[Stated task]: Repeat the full listing, word for word.

[Records from a collection]
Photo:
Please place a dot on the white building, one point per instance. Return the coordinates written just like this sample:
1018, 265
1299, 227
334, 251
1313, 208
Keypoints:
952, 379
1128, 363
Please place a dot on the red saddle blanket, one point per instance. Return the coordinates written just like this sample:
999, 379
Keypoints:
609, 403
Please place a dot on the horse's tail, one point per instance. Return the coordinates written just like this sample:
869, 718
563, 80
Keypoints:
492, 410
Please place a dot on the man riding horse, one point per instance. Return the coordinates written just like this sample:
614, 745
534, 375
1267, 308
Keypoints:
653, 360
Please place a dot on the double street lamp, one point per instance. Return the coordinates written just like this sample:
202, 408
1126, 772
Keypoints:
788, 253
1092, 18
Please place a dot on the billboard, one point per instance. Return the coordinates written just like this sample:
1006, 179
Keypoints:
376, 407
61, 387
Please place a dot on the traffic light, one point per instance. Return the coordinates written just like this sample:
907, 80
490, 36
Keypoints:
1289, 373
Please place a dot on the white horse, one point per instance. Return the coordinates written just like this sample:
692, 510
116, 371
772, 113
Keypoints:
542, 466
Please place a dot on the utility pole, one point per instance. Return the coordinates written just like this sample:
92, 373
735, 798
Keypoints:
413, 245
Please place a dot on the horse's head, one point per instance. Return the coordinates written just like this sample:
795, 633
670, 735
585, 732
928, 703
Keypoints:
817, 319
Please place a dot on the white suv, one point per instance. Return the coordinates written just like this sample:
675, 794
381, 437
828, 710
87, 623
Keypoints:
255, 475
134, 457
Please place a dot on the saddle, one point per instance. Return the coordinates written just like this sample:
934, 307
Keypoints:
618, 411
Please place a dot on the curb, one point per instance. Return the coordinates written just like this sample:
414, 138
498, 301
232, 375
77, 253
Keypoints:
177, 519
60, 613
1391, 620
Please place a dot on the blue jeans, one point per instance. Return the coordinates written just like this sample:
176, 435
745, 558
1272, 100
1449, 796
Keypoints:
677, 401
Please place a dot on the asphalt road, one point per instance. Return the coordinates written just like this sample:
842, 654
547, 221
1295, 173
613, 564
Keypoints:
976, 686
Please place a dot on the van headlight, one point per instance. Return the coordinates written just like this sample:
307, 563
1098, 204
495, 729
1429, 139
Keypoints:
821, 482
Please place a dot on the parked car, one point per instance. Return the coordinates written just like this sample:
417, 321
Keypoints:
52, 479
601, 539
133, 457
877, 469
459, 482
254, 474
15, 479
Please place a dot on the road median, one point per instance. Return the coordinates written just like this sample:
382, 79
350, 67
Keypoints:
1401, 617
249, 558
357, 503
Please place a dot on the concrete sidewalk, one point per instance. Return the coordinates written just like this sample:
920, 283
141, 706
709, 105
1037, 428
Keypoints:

[Final result]:
Photo:
Please place a dot on the white building, one point per instance. Return the coordinates written just like this sample:
1018, 265
1299, 227
334, 251
1313, 208
Keypoints:
952, 379
1128, 363
Please place a dot on the red saddle blanket, one point per instance. Return the coordinates written just like this sample:
999, 379
Keypoints:
609, 403
Please place a dot on the horse's tail, one point per instance. Return the coordinates written just like this sample:
869, 718
563, 80
Keypoints:
492, 410
Please place a dot on the man riding horse, one point per instance. Return the coordinates written just like this sample:
614, 745
534, 375
1267, 308
Keypoints:
653, 360
Please place a dot on the double street lamp, one point per instance. Return the coordinates written just like this sample:
202, 408
1126, 772
Keypoints:
788, 253
1092, 18
Please place a dot on the billboard, one point per instance. Return the coordinates written just like this sample:
1006, 179
Keypoints:
376, 407
61, 387
Please place a dot on the traffic light, one point per instance. Return the coordinates written just like this sample:
907, 80
490, 36
Keypoints:
1289, 373
Please place a dot on the white horse, one point per instance. Return the coordinates written just like this sample:
692, 510
116, 371
772, 113
Keypoints:
542, 466
Please place a dot on the utility pole, one point per instance. Return the coordinates written just like this sample:
92, 373
735, 798
Keypoints:
413, 245
Please place a dot on the horse's head, one point per instance. Return the coordinates written just like this sample:
795, 633
670, 735
585, 732
928, 703
Keypoints:
817, 319
Please place a dot on the white suv, one point per instance. Return the coordinates written just like this sample:
675, 794
381, 437
828, 710
87, 623
Keypoints:
255, 475
134, 457
Please place a dot on the saddle, one point per instance. Return the coordinates written just like this sample:
934, 307
Keypoints:
618, 411
Please place a dot on the curb, one point per instance. Return the coordinates written just like this sample:
414, 138
498, 301
232, 375
77, 253
Keypoints:
177, 519
60, 613
1391, 620
Please place a dot on the blue jeans, one point per instance. Return the coordinates written just like this sample:
176, 435
745, 558
1272, 100
1449, 796
Keypoints:
677, 401
Please place a dot on the asphalt road, one point per instance. Return the coordinates written just like this sample:
842, 654
547, 221
1295, 173
613, 564
Keypoints:
976, 686
Please place a dot on the van headlight, one point per instance. Return the coordinates written just like this sample:
307, 563
1098, 204
495, 729
1429, 139
Keypoints:
821, 482
Please place a dot on the parked car, one point per instance. Return the coordinates written just like this sample:
417, 321
Keypoints:
52, 479
601, 539
133, 457
877, 469
459, 482
254, 474
15, 479
Please place a dot on the road median, one point per instance. Return the coordinates written just like this sample:
382, 79
350, 67
Keypoints:
1401, 617
249, 558
357, 503
Please place a dot on the concrete sidewalk, one point per instance. Return the coordinates written just like this sample:
920, 283
141, 706
709, 105
1037, 428
Keypoints:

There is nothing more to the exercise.